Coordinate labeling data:
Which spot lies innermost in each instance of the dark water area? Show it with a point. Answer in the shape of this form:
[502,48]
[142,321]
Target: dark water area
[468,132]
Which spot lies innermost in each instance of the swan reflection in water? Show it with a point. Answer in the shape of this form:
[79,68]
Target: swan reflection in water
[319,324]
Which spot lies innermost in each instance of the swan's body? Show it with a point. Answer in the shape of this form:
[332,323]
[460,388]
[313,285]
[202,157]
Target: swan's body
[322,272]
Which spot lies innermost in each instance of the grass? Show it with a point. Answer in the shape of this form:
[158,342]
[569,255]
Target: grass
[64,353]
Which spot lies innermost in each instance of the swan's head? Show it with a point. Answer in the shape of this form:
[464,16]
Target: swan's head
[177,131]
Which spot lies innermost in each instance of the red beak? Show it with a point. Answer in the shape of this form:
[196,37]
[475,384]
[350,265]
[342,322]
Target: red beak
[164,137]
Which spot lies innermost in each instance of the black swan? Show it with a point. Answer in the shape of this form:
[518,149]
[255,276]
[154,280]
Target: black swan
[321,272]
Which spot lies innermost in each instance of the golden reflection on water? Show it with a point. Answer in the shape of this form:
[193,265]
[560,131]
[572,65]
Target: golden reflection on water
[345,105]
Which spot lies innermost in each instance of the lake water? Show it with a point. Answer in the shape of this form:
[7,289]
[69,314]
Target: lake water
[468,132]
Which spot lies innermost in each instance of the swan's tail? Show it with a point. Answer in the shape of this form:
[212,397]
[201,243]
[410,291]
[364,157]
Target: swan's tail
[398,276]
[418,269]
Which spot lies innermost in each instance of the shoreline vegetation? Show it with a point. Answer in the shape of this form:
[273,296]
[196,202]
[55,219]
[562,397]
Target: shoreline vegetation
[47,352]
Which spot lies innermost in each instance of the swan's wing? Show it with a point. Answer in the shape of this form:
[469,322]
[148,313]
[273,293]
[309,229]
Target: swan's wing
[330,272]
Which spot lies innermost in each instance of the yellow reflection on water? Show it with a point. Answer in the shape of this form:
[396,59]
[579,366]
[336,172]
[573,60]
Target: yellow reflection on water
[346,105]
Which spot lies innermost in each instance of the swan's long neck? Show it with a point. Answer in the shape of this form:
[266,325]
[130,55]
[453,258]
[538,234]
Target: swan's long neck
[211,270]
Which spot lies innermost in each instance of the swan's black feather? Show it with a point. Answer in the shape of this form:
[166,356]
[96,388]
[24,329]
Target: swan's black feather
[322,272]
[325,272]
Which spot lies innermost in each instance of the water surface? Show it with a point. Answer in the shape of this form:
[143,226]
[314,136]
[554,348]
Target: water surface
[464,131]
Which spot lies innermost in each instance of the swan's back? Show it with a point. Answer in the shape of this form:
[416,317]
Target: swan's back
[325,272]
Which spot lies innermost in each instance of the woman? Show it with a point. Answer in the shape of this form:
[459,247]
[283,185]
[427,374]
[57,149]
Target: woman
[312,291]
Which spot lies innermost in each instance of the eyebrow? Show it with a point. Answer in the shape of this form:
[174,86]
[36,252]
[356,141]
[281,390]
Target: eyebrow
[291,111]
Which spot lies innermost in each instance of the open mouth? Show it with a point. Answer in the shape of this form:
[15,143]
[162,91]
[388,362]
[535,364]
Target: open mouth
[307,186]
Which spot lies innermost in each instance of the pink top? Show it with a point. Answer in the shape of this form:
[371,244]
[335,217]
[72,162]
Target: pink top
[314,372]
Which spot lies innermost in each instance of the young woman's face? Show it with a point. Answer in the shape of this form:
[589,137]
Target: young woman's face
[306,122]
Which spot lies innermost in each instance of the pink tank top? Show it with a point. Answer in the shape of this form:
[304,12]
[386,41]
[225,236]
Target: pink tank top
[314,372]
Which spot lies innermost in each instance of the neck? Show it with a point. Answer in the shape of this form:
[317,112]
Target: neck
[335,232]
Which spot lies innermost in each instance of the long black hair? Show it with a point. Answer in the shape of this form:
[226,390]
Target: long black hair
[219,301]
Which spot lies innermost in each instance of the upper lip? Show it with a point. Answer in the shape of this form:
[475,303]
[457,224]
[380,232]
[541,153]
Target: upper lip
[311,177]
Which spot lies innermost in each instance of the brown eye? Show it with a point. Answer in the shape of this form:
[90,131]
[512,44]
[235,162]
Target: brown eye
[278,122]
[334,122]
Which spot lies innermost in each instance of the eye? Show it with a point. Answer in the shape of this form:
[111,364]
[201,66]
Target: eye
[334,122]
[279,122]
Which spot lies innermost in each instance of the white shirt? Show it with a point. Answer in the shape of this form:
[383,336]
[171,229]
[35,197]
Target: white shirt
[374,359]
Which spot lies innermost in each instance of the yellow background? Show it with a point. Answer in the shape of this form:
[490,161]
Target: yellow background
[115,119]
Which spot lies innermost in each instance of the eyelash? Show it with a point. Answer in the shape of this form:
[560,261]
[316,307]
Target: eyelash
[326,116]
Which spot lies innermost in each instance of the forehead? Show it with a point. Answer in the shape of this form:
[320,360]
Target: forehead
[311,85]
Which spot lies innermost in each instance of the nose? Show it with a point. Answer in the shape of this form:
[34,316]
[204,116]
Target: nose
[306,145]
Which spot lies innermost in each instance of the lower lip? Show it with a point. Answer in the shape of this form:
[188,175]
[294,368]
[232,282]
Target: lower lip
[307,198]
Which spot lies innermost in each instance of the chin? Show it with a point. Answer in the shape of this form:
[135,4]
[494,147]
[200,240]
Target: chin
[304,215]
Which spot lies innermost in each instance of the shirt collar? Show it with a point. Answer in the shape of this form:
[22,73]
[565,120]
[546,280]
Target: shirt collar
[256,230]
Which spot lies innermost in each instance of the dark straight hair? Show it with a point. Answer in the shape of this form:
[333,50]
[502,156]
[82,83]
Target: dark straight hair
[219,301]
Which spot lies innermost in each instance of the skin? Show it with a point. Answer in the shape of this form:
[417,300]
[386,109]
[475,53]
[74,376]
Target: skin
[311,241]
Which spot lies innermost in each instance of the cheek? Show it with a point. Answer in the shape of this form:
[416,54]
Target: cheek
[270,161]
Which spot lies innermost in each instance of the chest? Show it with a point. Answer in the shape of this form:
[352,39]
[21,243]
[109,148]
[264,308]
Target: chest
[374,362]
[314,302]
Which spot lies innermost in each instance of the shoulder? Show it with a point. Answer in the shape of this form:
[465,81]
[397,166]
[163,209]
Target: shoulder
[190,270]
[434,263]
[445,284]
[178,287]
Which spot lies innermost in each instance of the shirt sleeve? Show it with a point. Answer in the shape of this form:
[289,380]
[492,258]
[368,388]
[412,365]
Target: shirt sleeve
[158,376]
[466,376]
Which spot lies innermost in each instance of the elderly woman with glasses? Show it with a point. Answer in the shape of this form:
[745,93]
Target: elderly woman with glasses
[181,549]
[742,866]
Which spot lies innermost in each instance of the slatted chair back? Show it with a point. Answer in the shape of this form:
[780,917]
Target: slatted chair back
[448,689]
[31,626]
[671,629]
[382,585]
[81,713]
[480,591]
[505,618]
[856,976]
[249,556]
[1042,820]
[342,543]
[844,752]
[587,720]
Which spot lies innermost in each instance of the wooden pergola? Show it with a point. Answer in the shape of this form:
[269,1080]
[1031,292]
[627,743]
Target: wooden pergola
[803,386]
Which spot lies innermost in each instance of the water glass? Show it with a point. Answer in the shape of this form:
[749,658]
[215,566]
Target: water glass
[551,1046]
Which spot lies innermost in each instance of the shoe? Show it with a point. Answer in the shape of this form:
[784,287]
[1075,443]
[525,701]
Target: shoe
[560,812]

Your task »
Lay out the lines above as a numbered list, skipping any blank lines.

Written solution »
1. Which spot lies innermost in each instance of the dark water area? Show it with a point. Answer in the shape of this form:
2. [502,48]
3. [142,321]
4. Target: dark water area
5. [468,132]
6. Which spot lies innermost in each instance of the swan reflection in water? Show it with a point. Answer in the shape of this form:
7. [79,68]
8. Target: swan reflection in water
9. [319,324]
10. Which spot lies innermost in each instance of the swan's body? Show it with a point. Answer in the shape of this form:
11. [332,323]
12. [460,388]
13. [313,285]
14. [202,157]
15. Target: swan's body
16. [322,272]
17. Which spot lies innermost in each instance of the grass? Show it with a point. Answer in the shape of this form:
18. [158,342]
19. [569,255]
20. Target: grass
21. [64,353]
22. Which spot lies innermost in each instance of the swan's head? Show it with a point. Answer in the shape of this form:
23. [464,16]
24. Target: swan's head
25. [177,131]
26. Which spot lies innermost in each instance of the red beak? Show it with a point. Answer in the shape of this form:
27. [196,37]
28. [475,384]
29. [350,265]
30. [342,322]
31. Target: red beak
32. [164,137]
33. Which spot lies innermost in each instance of the black swan? Show it with a point. Answer in the shape of this form:
34. [518,149]
35. [255,276]
36. [154,280]
37. Target: black swan
38. [321,272]
39. Which spot lies innermost in each instance of the golden reflection on water? Show it with a point. Answer in the shape of this form:
40. [193,265]
41. [560,131]
42. [572,65]
43. Target: golden reflection on water
44. [345,105]
45. Which spot lies innermost in each instance of the lake water? Show it with a point. Answer in the shape of this form:
46. [7,289]
47. [69,314]
48. Target: lake water
49. [468,132]
50. Which spot lies innermost in each instance of the swan's tail? Show it with a point. Answer in the shape of this form:
51. [212,397]
52. [201,243]
53. [410,291]
54. [364,157]
55. Target: swan's tail
56. [398,276]
57. [418,269]
58. Which spot lies innermost in each instance of the shoreline vegetation? Show it with a point. Answer in the shape of this form:
59. [273,296]
60. [196,202]
61. [55,219]
62. [562,397]
63. Target: shoreline vegetation
64. [47,352]
65. Which spot lies innermost in each instance of the swan's wing? Show it with a point. Answer in the shape of this form:
66. [469,322]
67. [148,313]
68. [273,293]
69. [309,229]
70. Target: swan's wing
71. [330,272]
72. Which spot lies innermost in each instance of the yellow reflection on water? Show it with a point. Answer in the shape of this form:
73. [396,59]
74. [579,366]
75. [336,172]
76. [573,60]
77. Target: yellow reflection on water
78. [346,105]
79. Which spot lies innermost in each instance of the swan's long neck? Show it with a point. Answer in the shape of this form:
80. [266,325]
81. [130,55]
82. [453,258]
83. [538,234]
84. Target: swan's long neck
85. [211,270]
86. Which spot lies innermost in each instance of the swan's black feather? Show it with a point. Answer in the shape of this form:
87. [166,356]
88. [96,388]
89. [24,329]
90. Target: swan's black feather
91. [322,272]
92. [325,272]
93. Which spot lies innermost in each instance of the water surface? Show it with a point. Answer in the shape of this form:
94. [143,226]
95. [314,136]
96. [554,348]
97. Target: water surface
98. [464,131]
99. Which spot lies innermost in each instance of the swan's back? Show it with a point. Answer in the shape of this form:
100. [416,317]
101. Target: swan's back
102. [325,272]
103. Which spot lies innermost in each instance of the woman? Show it with a point. Answer in the shape of this form:
104. [459,247]
105. [283,185]
106. [427,374]
107. [57,149]
108. Target: woman
109. [312,291]
110. Which spot lies innermost in each instance of the eyebrow? Show it with a point. Answer in the shape of this form:
111. [174,86]
112. [36,252]
113. [356,141]
114. [281,390]
115. Target: eyebrow
116. [291,111]
117. Which spot lies innermost in each instance of the open mouth? Show it with a point. Answer in the shape of this form:
118. [15,143]
119. [162,91]
120. [388,362]
121. [535,364]
122. Target: open mouth
123. [307,186]
124. Which spot lies innermost in each instance of the pink top? Show it with a point. Answer in the shape of this form:
125. [371,244]
126. [335,217]
127. [72,162]
128. Target: pink top
129. [314,372]
130. Which spot lies innermost in each instance of the young woman's face? Show it with a point. Answer in the shape of this form:
131. [589,137]
132. Target: young woman's face
133. [306,122]
134. Which spot lies innermost in each instance of the pink tank top? Show it with a point. Answer in the shape of this form:
135. [304,12]
136. [386,41]
137. [225,236]
138. Target: pink tank top
139. [314,372]
140. Which spot lies innermost in each instance of the neck? Show it with a point. Answer in the shape of this form:
141. [317,112]
142. Target: neck
143. [335,232]
144. Which spot lies innermost in each instance of the long black hair? Show it with a point. Answer in the shape of this form:
145. [226,390]
146. Target: long black hair
147. [219,301]
148. Which spot lies innermost in each instance of the upper lip? Show it with a point. Answer in the shape of this form:
149. [475,303]
150. [457,224]
151. [380,232]
152. [541,153]
153. Target: upper lip
154. [311,177]
155. Which spot lies innermost in each instance of the brown eye? Show it with a point. Answer in the shape of this form:
156. [90,131]
157. [512,44]
158. [235,162]
159. Target: brown eye
160. [278,122]
161. [334,122]
162. Which spot lies innermost in each instance of the eye? Show it with a point. Answer in the shape of this form:
163. [111,364]
164. [201,66]
165. Target: eye
166. [334,122]
167. [279,122]
168. Which spot lies innermost in each instance of the white shirt? Show it with a point. Answer in the shape of this form:
169. [383,336]
170. [171,229]
171. [35,197]
172. Target: white shirt
173. [374,359]
174. Which spot lies innermost in each instance of the yellow background? Show it with a point. Answer in the shape of this form:
175. [490,161]
176. Target: yellow background
177. [115,119]
178. Which spot lies innermost in each instance of the eyelash? Show it with a point. Answer in the shape of this form:
179. [560,261]
180. [316,307]
181. Target: eyelash
182. [326,116]
183. Which spot lies innermost in each instance of the forehead? Show it with a point. Answer in the shape of this form:
184. [320,360]
185. Target: forehead
186. [311,85]
187. Which spot lies innermost in each instance of the nose? Show it with a point. Answer in the shape of this form:
188. [34,316]
189. [204,116]
190. Target: nose
191. [306,145]
192. Which spot lies innermost in each instance of the lower lip? Show it with a point. Answer in the shape of this form:
193. [188,175]
194. [294,368]
195. [232,282]
196. Target: lower lip
197. [307,198]
198. Which spot lies innermost in each instance of the chin? Show it with a point. Answer in the shape of this form:
199. [135,4]
200. [494,147]
201. [200,240]
202. Target: chin
203. [304,215]
204. Which spot lies innermost in each instance of the shirt collar? Show it with a point. Answer in the shape of this form:
205. [22,73]
206. [565,120]
207. [546,280]
208. Target: shirt collar
209. [256,230]
210. Which spot lies innermost in each instance of the dark straight hair? Show it with a point. Answer in the shape of this form:
211. [333,50]
212. [502,156]
213. [82,83]
214. Target: dark straight hair
215. [219,301]
216. Which spot lies innermost in each instance of the skin? Show it with a point. Answer in the shape of this form:
217. [417,300]
218. [386,109]
219. [475,53]
220. [74,376]
221. Target: skin
222. [311,241]
223. Which spot lies innermost in each instance of the cheek? Show it with a point. Answer in the shape of this form:
224. [416,54]
225. Target: cheek
226. [270,161]
227. Which spot lies innermost in each instance of the chest? Show it with a point. Answer in the shape of this form:
228. [352,39]
229. [21,243]
230. [109,148]
231. [264,308]
232. Target: chest
233. [374,362]
234. [314,302]
235. Which spot lies innermost in each instance of the shoulder? Show it with a point. Answer in the shape of this form:
236. [465,81]
237. [397,166]
238. [163,209]
239. Target: shoulder
240. [190,270]
241. [434,263]
242. [445,284]
243. [178,287]
244. Which spot lies innermost in each instance of the shirt sleeve? Show it with a point. Answer in the shape of this form:
245. [289,380]
246. [492,258]
247. [368,388]
248. [412,365]
249. Target: shirt sleeve
250. [158,376]
251. [466,376]
252. Which spot lies innermost in each instance of the elderly woman with glasses? Show it with a point. Answer in the shape of this form:
253. [745,93]
254. Target: elderly woman with glasses
255. [181,549]
256. [742,866]
257. Which spot lies innermost in each instance of the slatted chair back? Show it with a point. Answer in the shape of this form:
258. [780,917]
259. Target: slatted chair back
260. [448,689]
261. [31,626]
262. [671,629]
263. [382,585]
264. [81,713]
265. [480,591]
266. [505,618]
267. [856,976]
268. [249,556]
269. [1042,820]
270. [342,543]
271. [844,752]
272. [587,720]
273. Which spot lies innermost in each instance of the wooden pergola? Show it with a point. Answer in the shape of this form:
274. [269,1080]
275. [1031,292]
276. [627,743]
277. Target: wooden pergola
278. [803,386]
279. Which spot lies innermost in each instance of the water glass? Show it with a point. Answer in the shape of this form:
280. [749,658]
281. [215,566]
282. Target: water glass
283. [551,1046]
284. Which spot lies innermost in each instance of the shoe? Show it with a point. Answer in the shape of this form:
285. [784,287]
286. [1075,443]
287. [525,701]
288. Target: shoe
289. [560,812]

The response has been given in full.